* **EXERCISE A**: Reproduce the part of the essay about weeds from "The dump was" up to and including "don’t want them.".
* **EXERCISE B**:
Answer these questions using the essay about weeds:
(i) In which state was the farm where John Thompson lived as a child?
(ii) What old object did vines spread their tendrils across at the dump?
(iii) What does the writer's farm not do to the weeds?
* **EXERCISE C**: List every condition of bare soil, as nature sees it, that the essay about weeds names.

* **STUDY TEXT**:
★ ★ ★ ★ ★ ★ ★

In John Thompson’s book Jesus, Bread and Chocolate he describes living on a farm in Illinois during his childhood. He recalls seeing weeds reclaim a spot that had been used as a dump.
The dump was like a gaping, festering wound carved in ground that wanted to be beautiful. Over time, I noticed weeds, shrubs, and saplings start to grow thickly around the edges and then up through the middle of the dump. Vines spread their tendrils across an old washing machine. Slowly, relentlessly, the earth seemed to be healing itself. Those weeds were like white blood cells rushing to fight off an infection.
I really like the image of weeds as white blood cells. I too have seen nature cover up ugly messes made by humans. Remove us from the picture and it won’t take long for nature to bury our work, like ancient Mayan cities enveloped in jungle.
I spend a lot of time battling the weeds this time of year. And by “weeds” I just mean plants growing where I don’t want them.
Most of the time, the weeds I’m working hard to destroy are themselves working to heal wounds made by me. I rip open and pulverize the soil, then protect only the seeds and seedlings I desire. But nature sees bare soil, exposed to erosion, less able to preserve moisture and less hospitable to subterranean life, and she rushes in to cover and protect it. Like white blood cells fighting an infection, to use John Thompson’s image.
In our defense, we don’t poison the weeds, and we encourage them as long as they’re not competing with the plants we eat. As farms go, we’re a weed-friendly place. Still, when I’m plowing under and pulling up weeds, I’m working at cross purposes with nature.
Today I’ll resume my pitiful efforts to beat back the weeds, knowing that all I can realistically hope for is to slow them down. In the end, they win. And that’s OK by me. By the time they command the battlefield and claim their ultimate victory, we will have harvested our food. So we’ll win too.

★ ★ ★ ★ ★ ★ ★

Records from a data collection
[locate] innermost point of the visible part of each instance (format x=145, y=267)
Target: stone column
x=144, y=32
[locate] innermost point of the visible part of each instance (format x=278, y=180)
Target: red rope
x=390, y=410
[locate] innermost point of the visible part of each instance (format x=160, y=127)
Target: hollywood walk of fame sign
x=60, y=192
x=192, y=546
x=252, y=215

★ ★ ★ ★ ★ ★ ★

* **REPLY A**:
The dump was like a gaping, festering wound carved in ground that wanted to be beautiful. Over time, I noticed weeds, shrubs, and saplings start to grow thickly around the edges and then up through the middle of the dump. Vines spread their tendrils across an old washing machine. Slowly, relentlessly, the earth seemed to be healing itself. Those weeds were like white blood cells rushing to fight off an infection.
I really like the image of weeds as white blood cells. I too have seen nature cover up ugly messes made by humans. Remove us from the picture and it won’t take long for nature to bury our work, like ancient Mayan cities enveloped in jungle.
I spend a lot of time battling the weeds this time of year. And by “weeds” I just mean plants growing where I don’t want them.

* **REPLY B**:
(i) Illinois.
(ii) An old washing machine.
(iii) It does not poison them.

* **REPLY C**:
- Exposed to erosion
- Less able to preserve moisture
- Less hospitable to subterranean life